* _Prompt_:
In the Dietary Reference Intake text below, copy word for word the passage starting with "- Recommended Dietary" and going on through "the demographic group.".

* _Text_:
+++

= Dietary Reference Intake =

US system of nutrition recommendations

The Dietary Reference Intake (DRI) is a system of nutrition recommendations from the National Academy of Medicine (NAM) (Note: formerly the Institute of Medicine (IoM)) of the National Academies (United States). It was introduced in 1997 in order to broaden the existing guidelines known as Recommended Dietary Allowances (RDAs, see below). The DRI values differ from those used in nutrition labeling on food and dietary supplement products in the U.S. and Canada, which uses Reference Daily Intakes (RDIs) and Daily Values (%DV) which were based on outdated RDAs from 1968 but were updated as of 2016.

==Parameters==

Dietary reference intakes

DRI provides several different types of reference values:
- Estimated Average Requirements (EAR), are expected to satisfy the needs of 50% of the people in that age group based on a review of the scientific literature.
- Recommended Dietary Allowances (RDA), the daily dietary intake level of a nutrient considered sufficient by the Food and Nutrition Board of the Institute of Medicine to meet the requirements of 97.5% of healthy individuals in each life stage and sex group. The definition implies that the intake level would cause a harmful nutrient deficiency in just 2.5%. It is calculated based on the EAR and is usually approximately 20% higher than the EAR (See Calculating the RDA).
- Adequate Intake (AI), where no RDA has been established, but the amount established is somewhat less firmly believed to be adequate for everyone in the demographic group.
- Tolerable upper intake levels (UL), to caution against excessive intake of nutrients (like vitamin A and selenium) that can be harmful in large amounts. This is the highest level of sustained daily nutrient consumption that is considered to be safe for, and cause no side effects in, 97.5% of healthy individuals in each life stage and sex group. The definition implies that the intake level would cause a harmful nutrient excess in just 2.5%. The European Food Safety Authority (EFSA) has also established ULs which do not always agree with U.S. ULs. For example, adult zinc UL is 40 mg in the U.S. and 25 mg in EFSA.
- Acceptable Macronutrient Distribution Ranges (AMDR), are a range of intake specified as a percentage of total energy intake. Used for sources of energy, such as fats and carbohydrates.

DRIs are used by both the United States and Canada, and are intended for the general public and health professionals. Applications include:
- Composition of diets for schools, prisons, hospitals or nursing homes
- Industries developing new foods and dietary supplements
- Healthcare policy makers and public health officials
==Other countries==
The European Food Safety Authority (EFSA) refers to the collective set of information as Dietary Reference Values, with Population Reference Intake (PRI) instead of RDA, and Average Requirement instead of EAR. AI and UL define the same as in the United States, although numerical values may differ.

+++

* _Exercise data_:
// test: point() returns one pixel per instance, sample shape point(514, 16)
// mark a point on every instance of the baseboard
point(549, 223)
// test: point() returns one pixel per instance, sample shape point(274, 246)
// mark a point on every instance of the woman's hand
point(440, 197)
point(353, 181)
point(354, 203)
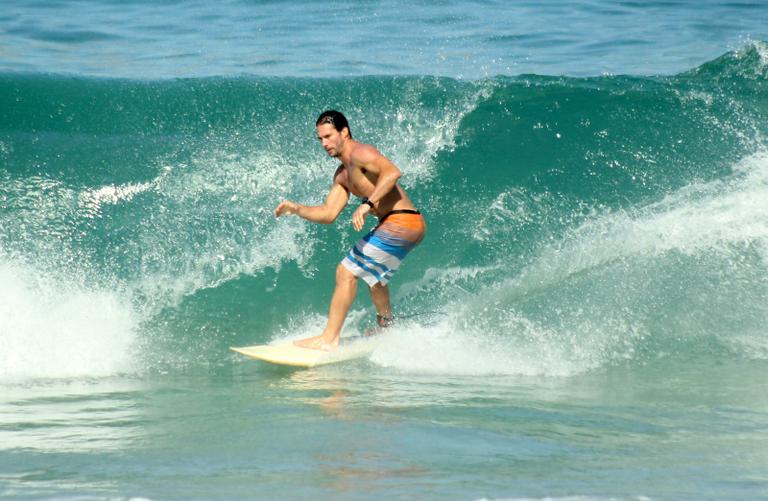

+++

* _Output below_:
- Recommended Dietary Allowances (RDA), the daily dietary intake level of a nutrient considered sufficient by the Food and Nutrition Board of the Institute of Medicine to meet the requirements of 97.5% of healthy individuals in each life stage and sex group. The definition implies that the intake level would cause a harmful nutrient deficiency in just 2.5%. It is calculated based on the EAR and is usually approximately 20% higher than the EAR (See Calculating the RDA).
- Adequate Intake (AI), where no RDA has been established, but the amount established is somewhat less firmly believed to be adequate for everyone in the demographic group.